** START OF Supplied text **
Vi, naturally, comes
to Corky with the plan. Corky is skeptical – and it’s worth noting, more so
then a man might be in this scenario. She knows that Vi might very well have
used her just for this very purpose and she has no interest in going to prison.
She also knows all too well how dangerous these people are and is extremely
reluctant to cross them.
Eventually Vi, after
watching Caesar for a while, comes up with a plan that she thinks will work. It
will require pinpoint precision and timing, it has to happen a certain way, and
Vi’s performance has to be perfect. If it works properly, they’ll get $2
million and Caesar will blamed and end up dead. Needless to say, it doesn’t
work.
Several studios read
the script and said that if the character of Corky was changed into a man, they’d
buy it. The Wachowskis repeatedly declined. “That movie’s been made a million
times, so we’re not really interested. They managed to get the movie made
through Spelling films of $4.5 million dollars and didn’t even make its budget
back. But the critical response was fantastic. The National Board of Review
gave the movie a special award and the movie loved in many circles, especially
GLAAD Media, which gave it’s prize for an Outstanding Film in Wide Release.
Curiously it was received a lot of admiration from sci-fi and fantasy award
groups, including the Saturn Awards which gave it five nominations. The Independent
Spirit Awards only nominated it for Best Cinematography, but then again 1996
was a huge year for independent films.
Aside from the brilliant
work of the Wachowskis and the technical aspects, this movie rises and falls on
the power of its three leads, none of whom were either well known or highly
regarded in 1996.
Known for her distinctive
voice (which has gotten her a lot of work in animation as Family Guy fans
are all too familiar with) Tilly’s career has been almost entirely in movies
that are, frankly, beneath her. In an earlier generation she would have been
the queen of B-Movies; most of her films have gone straight to video and are
not much better than the quality) Her best moment came in the 1990s when she
appeared in some movies and TV that were actually used her well: the racetrack
comedy Let It Ride, the cheating wife in Liar Liar and the gangster’s
moll John Cusack is forced to cast as the lead in Bullets Over Broadway. But
in none of those films, even Bullets, did she get credit: her Oscar
nomination for Supporting Actress was considered one of the worst in the
history of the Oscars at the time. She had a brief moment after 1996, but it
quickly petered out and aside from the occasional good film (The Cat’s Meow)
her biggest roles have been in many of the Child’s Play franchise. (For
the record, she’s brilliant as Tiffany.)
Looking at Tilly in Bound
and Bullets you sometimes wonder if Hollywood believed that the
movies made the actress and that this was all she deserved. Perhaps if she had
lived in the 1930s and 1940s she could have worked brilliantly as a femme
fatale or the dame down wrong: it’s telling that her most critically acclaimed
movies involve organized crime to a degree. The key difference between this and
almost every noir I’ve seen is that Vi genuinely does feel passion for Corky
and is willing to do anything to have a future with her. Near the end of the
movie this becomes crystal clear.
** END OF Supplied text **
** START OF Provided material **
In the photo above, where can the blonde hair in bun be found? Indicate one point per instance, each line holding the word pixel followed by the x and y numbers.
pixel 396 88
** END OF Provided material **
- [Problems to work on]:
1. Do these statements agree with the review of Bound? For each, answer yes or no and quote the words from the review that decide it. (a) Several studios would have bought the script if Corky were made a man. (b) The Independent Spirit Awards nominated the movie for Best Director. (c) The Saturn Awards gave the movie five nominations.
2. Carry on writing the review of Bound from the point where the text stops.
The material comes from a separate source.

- [Answers per task]:
1.
(a) Yes: "Several studios read the script and said that if the character of Corky was changed into a man, they’d buy it."
(b) No: "The Independent Spirit Awards only nominated it for Best Cinematography"
(c) Yes: "the Saturn Awards which gave it five nominations"

2.
Gina Gershon had
been working for years in Hollywood, mostly in television. In 1995 she had
gotten her film break in Showgirls and while that movie cratered the
careers of co-stars Elizabeth Berkeley and Robert Davi, Gershon had managed to
get cast in Bound in her next film which saved her career. She managed
to move out of B-Movies into more mainstream success not long after: she had a
supporting role in Face/Off, then The Insider and after a while
she was able to stand on her own. She has done as many B-Movies as she has done
film and TV but unlike Tilly many of her projects have been in prestige shows.
She had recurring roles on Rescue Me ,Brooklyn Nine-Nine and even
Riverdale.
Gershon, like Tilly,
often gets cast as the villain, so in a sense her work here is closer to an
anti-heroine that anything she’s done in much of her career. Corky knows the
ropes, knows that she’s being played but she still spends the movie letting her
heart lead her. We never forget for a moment that there’s a mind underneath and
that she has the ability to pivot when things go wrong. Even as things unfold
in a disastrous fashion in the final thirty minutes and the bodies keep piling
up, she remains level-headed until a momentary flicker gives her and Vi away.
We all know how gifted
a character actor Joe Pantoliano is by now (he’d already been working for 20
years by the time he was cast as Caesar) so I’d like to talk about his hair. By
this point I’d seen him in many times on TV and movies but I was not sure about
his appearance tonsorially. In The Fugitive and U.S. Marshals, he
had a full head; in NYPD Blue (he was one of Steven Bocho’s favorite
actors) he had a mustache and was wearing a cap and in Bound he has a
full head and looks relatively attractive. Of course in his most famous role as
Cypher he was bald but had muttonchop whiskers, in The Sopranos he was
clearly wearing a toupee and in Memento he had a cropped haircut and a
mustache. I sometimes wonder if how much we can trust Joey Pants bares
proportion to how much hair he has on his head in a given role.
I mention this
because in Bound, even though we know that Caesar is technically a bad
guy he’s essentially being set up by Vi
and Corky to take the fall for their crimes. Every time we see him around his
fellow mobsters (especially Christopher Meloni’s character, at a point in his
career when he had hair) you can see just how nervous he is. When
everything starts to go out of control, he becomes panicky and begins to spiral.
With good reason: he’s seen first hand what happens if you cross these guys.
All of the deaths that follow are at his hand, but he keeps panicking with each
new corpse, trying to find a way out of it, turning in desperation to VI to
help him. To be clear we know by the end of the film just how much of a monster
he is but given that we’ve known more than he does the whole time, we’re not
entirely unsympathetic. You know until Corky’s tied up in the closet and Vi’s
in a similar case in the tub.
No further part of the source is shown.